### Quoted passage
----------
Manage queues for compute nodes - Elastic High Performance Computing

Elastic High Performance Computing (E-HPC) allows you to manage compute nodes that run different jobs or perform different tasks by adding them to different queues. By grouping compute nodes in queues, you can filter and schedule compute nodes more flexibly to optimize job execution efficiency. This topic describes how to use queues to manage compute nodes by group, including creating queues, deleting queues, and editing queue configurations.

Note

Queues are an important dimension in resource monitoring. You can view the overall load and performance of compute nodes by queue on the Monitoring page. For more information, see View the monitoring information.

Prerequisites

The cluster is in the Running state.
When you delete a queue, no compute nodes are in the queue.

Create a queue

Go to the Cluster Details page.
1. Log on to the E-HPC console.
2. In the left part of the top navigation bar, select a region.
3. In the left-side navigation pane, click Cluster.
4. On the Cluster List page, find the cluster that you want to manage and click the cluster ID.
In the left-side navigation pane, choose Nodes and Queues > Queue.

Click Create Queue. On the Create Queue page, configure the parameters as required.

The following tables describe the parameters.

Basic Settings

Parameter	Description
Queue Name	Enter a queue name. The name must meet the following requirements: The name is 1 to 15 characters in length. The name contains one or more of the following character types: uppercase letters (A to Z), lowercase letters (a to z), digits (0 to 9), and underscores (_).
----------
### Records

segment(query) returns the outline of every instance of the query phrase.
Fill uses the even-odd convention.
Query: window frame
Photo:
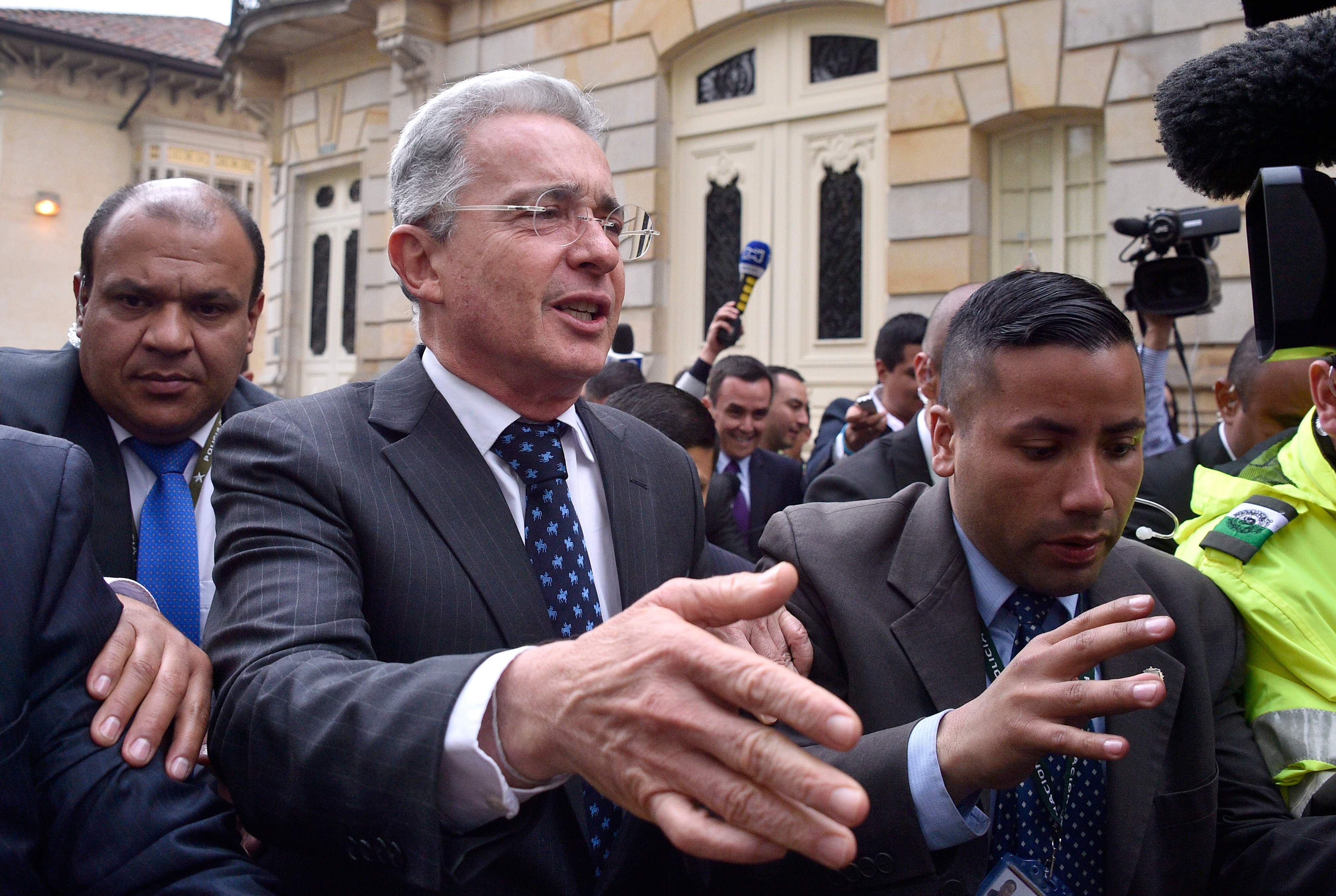
[[[989,271],[990,276],[1001,276],[1006,274],[1010,268],[1003,268],[1002,266],[1002,143],[1005,140],[1013,140],[1021,136],[1034,135],[1039,131],[1047,131],[1050,135],[1050,202],[1051,202],[1051,218],[1050,218],[1050,255],[1049,266],[1045,270],[1067,272],[1067,187],[1075,186],[1067,183],[1067,143],[1066,135],[1067,128],[1071,127],[1089,127],[1093,128],[1094,140],[1104,147],[1100,155],[1104,158],[1104,170],[1100,171],[1098,178],[1093,178],[1089,184],[1092,190],[1094,184],[1105,184],[1105,198],[1108,199],[1108,172],[1109,172],[1109,159],[1108,159],[1108,143],[1105,139],[1104,122],[1100,119],[1085,118],[1085,116],[1063,116],[1047,119],[1045,122],[1037,122],[1033,124],[1026,124],[1022,127],[1007,128],[997,131],[989,138]],[[1093,198],[1092,198],[1093,202]],[[1106,210],[1108,211],[1108,210]],[[1098,226],[1098,222],[1096,222]],[[1100,236],[1100,231],[1096,230],[1092,234],[1092,240]],[[1092,247],[1092,260],[1098,271],[1098,254],[1096,247]],[[1092,271],[1094,274],[1094,271]],[[1102,271],[1104,279],[1098,283],[1101,287],[1109,284],[1109,271]]]

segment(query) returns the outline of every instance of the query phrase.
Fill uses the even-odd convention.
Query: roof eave
[[[94,37],[81,37],[79,35],[71,35],[64,31],[55,31],[52,28],[28,25],[8,19],[0,19],[0,35],[12,35],[15,37],[23,37],[27,40],[40,40],[41,43],[56,44],[67,49],[81,49],[90,53],[115,56],[116,59],[128,59],[136,63],[143,63],[144,65],[170,68],[190,75],[200,75],[204,77],[223,76],[223,67],[220,64],[210,65],[206,63],[191,61],[188,59],[180,59],[179,56],[164,56],[162,53],[155,53],[148,49],[139,49],[136,47],[112,44],[106,40],[96,40]]]

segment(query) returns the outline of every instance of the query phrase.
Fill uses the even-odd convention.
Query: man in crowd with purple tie
[[[92,737],[124,736],[140,766],[175,722],[178,780],[208,724],[212,672],[196,645],[212,600],[212,442],[222,421],[274,401],[240,375],[263,271],[259,228],[234,199],[190,179],[126,187],[84,230],[69,345],[0,350],[0,423],[92,459],[90,541],[123,604],[88,673],[103,701]]]
[[[729,485],[711,489],[711,501],[732,502],[748,559],[760,557],[758,543],[770,518],[803,501],[802,462],[760,447],[774,391],[770,369],[749,355],[717,362],[705,383],[705,407],[719,430],[715,473],[725,474],[721,479]]]

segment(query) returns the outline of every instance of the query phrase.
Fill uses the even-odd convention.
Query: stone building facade
[[[1121,299],[1109,222],[1202,203],[1165,164],[1154,87],[1242,37],[1236,0],[236,0],[220,55],[271,156],[258,379],[299,394],[413,346],[389,154],[476,72],[569,77],[608,112],[619,196],[664,234],[623,311],[651,378],[689,363],[763,239],[737,350],[802,370],[819,410],[872,381],[887,316],[1031,255]],[[1182,322],[1198,381],[1250,323],[1242,235],[1216,260],[1222,304]]]
[[[224,32],[202,19],[0,9],[0,345],[64,343],[84,226],[127,183],[195,178],[269,228],[266,122],[232,100],[215,56]],[[55,214],[39,214],[41,199]]]

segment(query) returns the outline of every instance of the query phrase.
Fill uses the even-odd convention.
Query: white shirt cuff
----------
### Do this
Reproduce word for word the part of the page on managing compute node queues that begins at the words "2. In the left" and stops after the words "and underscores (_).".

### Result
2. In the left part of the top navigation bar, select a region.
3. In the left-side navigation pane, click Cluster.
4. On the Cluster List page, find the cluster that you want to manage and click the cluster ID.
In the left-side navigation pane, choose Nodes and Queues > Queue.

Click Create Queue. On the Create Queue page, configure the parameters as required.

The following tables describe the parameters.

Basic Settings

Parameter	Description
Queue Name	Enter a queue name. The name must meet the following requirements: The name is 1 to 15 characters in length. The name contains one or more of the following character types: uppercase letters (A to Z), lowercase letters (a to z), digits (0 to 9), and underscores (_).